* _TASK DIRECTIONS_: Replace "box coordinates" with "bounding box" throughout the entries below, keeping every other word of each line the same.

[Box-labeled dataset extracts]
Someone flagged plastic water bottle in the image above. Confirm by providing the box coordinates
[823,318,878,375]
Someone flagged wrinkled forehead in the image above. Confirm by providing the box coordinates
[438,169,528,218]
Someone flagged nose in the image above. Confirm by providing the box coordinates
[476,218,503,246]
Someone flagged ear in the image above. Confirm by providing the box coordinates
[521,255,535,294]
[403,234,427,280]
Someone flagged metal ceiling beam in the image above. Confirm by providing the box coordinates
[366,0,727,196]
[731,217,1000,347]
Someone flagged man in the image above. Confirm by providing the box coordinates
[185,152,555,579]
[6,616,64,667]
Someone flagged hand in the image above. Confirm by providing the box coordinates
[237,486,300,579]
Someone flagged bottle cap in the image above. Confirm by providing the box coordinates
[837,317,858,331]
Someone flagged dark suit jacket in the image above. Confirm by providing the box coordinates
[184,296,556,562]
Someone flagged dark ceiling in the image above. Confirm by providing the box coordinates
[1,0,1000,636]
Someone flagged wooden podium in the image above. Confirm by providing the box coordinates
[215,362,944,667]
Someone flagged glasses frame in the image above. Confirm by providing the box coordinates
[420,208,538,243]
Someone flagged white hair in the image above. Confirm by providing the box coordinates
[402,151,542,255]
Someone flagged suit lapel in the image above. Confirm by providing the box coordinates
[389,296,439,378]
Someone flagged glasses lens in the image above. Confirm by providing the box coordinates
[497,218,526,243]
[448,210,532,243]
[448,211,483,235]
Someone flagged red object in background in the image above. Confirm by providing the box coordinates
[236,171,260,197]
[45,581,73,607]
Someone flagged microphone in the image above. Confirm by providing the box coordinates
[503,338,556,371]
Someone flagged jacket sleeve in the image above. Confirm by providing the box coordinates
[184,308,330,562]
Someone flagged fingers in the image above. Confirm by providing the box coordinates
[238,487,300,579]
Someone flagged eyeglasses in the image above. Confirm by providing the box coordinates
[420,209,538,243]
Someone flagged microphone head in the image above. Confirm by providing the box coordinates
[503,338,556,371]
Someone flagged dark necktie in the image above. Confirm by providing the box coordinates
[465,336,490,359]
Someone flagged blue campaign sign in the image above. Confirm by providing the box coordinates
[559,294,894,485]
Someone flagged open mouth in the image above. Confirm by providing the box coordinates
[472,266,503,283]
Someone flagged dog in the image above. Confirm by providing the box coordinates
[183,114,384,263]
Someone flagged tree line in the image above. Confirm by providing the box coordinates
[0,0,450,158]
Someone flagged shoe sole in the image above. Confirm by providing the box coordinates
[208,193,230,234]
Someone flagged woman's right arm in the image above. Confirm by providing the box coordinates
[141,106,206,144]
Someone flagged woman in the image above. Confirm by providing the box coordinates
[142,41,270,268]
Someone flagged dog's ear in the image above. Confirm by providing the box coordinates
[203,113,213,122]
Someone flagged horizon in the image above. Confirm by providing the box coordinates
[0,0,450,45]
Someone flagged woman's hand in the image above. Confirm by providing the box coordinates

* _FINISHED ANSWER_:
Someone flagged plastic water bottle in the image above. Confirm by providing the bounding box
[823,318,878,375]
Someone flagged wrinkled forehead in the image above. Confirm by providing the bounding box
[438,169,528,218]
Someone flagged nose in the image above. Confirm by providing the bounding box
[476,218,503,246]
Someone flagged ear in the image above. Confirm by providing the bounding box
[521,255,535,294]
[403,234,427,280]
Someone flagged metal ceiling beam in the image above. Confirm by providing the bounding box
[366,0,727,196]
[731,217,1000,347]
Someone flagged man in the image above. Confirm by providing the bounding box
[185,152,555,579]
[6,616,64,667]
Someone flagged hand in the image above. Confirm by providing the bounding box
[237,486,300,579]
Someone flagged bottle cap in the image above. Confirm by providing the bounding box
[837,317,858,331]
Someone flagged dark suit jacket in the image above. Confirm by providing the bounding box
[184,296,556,562]
Someone flagged dark ceiling in the image above. Confirm by providing the bounding box
[1,0,1000,636]
Someone flagged wooden podium in the image above. Confirm by providing the bounding box
[215,362,944,667]
Someone flagged glasses frame in the image above. Confirm by providing the bounding box
[420,208,538,243]
Someone flagged white hair in the image above. Confirm by providing the bounding box
[402,151,542,255]
Someone flagged suit lapel in the image above. Confirm by providing the bounding box
[389,296,439,378]
Someone flagged glasses lens in the image above. Confirm by providing the bounding box
[497,218,526,243]
[448,210,532,243]
[448,211,483,235]
Someone flagged red object in background in the image above. Confirm by providing the bounding box
[236,171,260,197]
[45,581,73,607]
Someone flagged microphone in the image above. Confirm by providing the bounding box
[503,338,556,371]
Someone flagged jacket sleeve in the image above. Confirm by providing the bounding box
[184,308,330,562]
Someone flagged fingers in the image above. Confirm by providing the bounding box
[238,487,300,579]
Someone flagged eyeglasses in the image above. Confirm by providing the bounding box
[420,209,538,243]
Someone flagged microphone head in the image above. Confirm by providing the bounding box
[503,338,556,371]
Someone flagged dark necktie in the image above. Confirm by providing the bounding box
[465,336,490,359]
Someone flagged blue campaign sign in the image above. Confirm by providing the bounding box
[559,294,894,485]
Someone flagged open mouth in the image above. Confirm by providing the bounding box
[472,266,503,283]
Someone flagged dog in the image above. Confirm by providing the bounding box
[183,114,384,263]
Someone flagged tree line in the image above. Confirm by providing the bounding box
[0,0,450,158]
Someone flagged shoe sole in the image above. Confirm by providing the bounding box
[208,193,230,234]
Someone flagged woman's right arm in the image above. Confirm by providing the bounding box
[141,106,206,144]
Someone flagged woman in the image above. Confirm by providing the bounding box
[142,41,270,268]
Someone flagged dog's ear in the image above. Confirm by providing the bounding box
[203,113,213,122]
Someone flagged horizon in the image above. Confirm by providing the bounding box
[0,0,450,45]
Someone flagged woman's hand in the image above. Confirm by providing the bounding box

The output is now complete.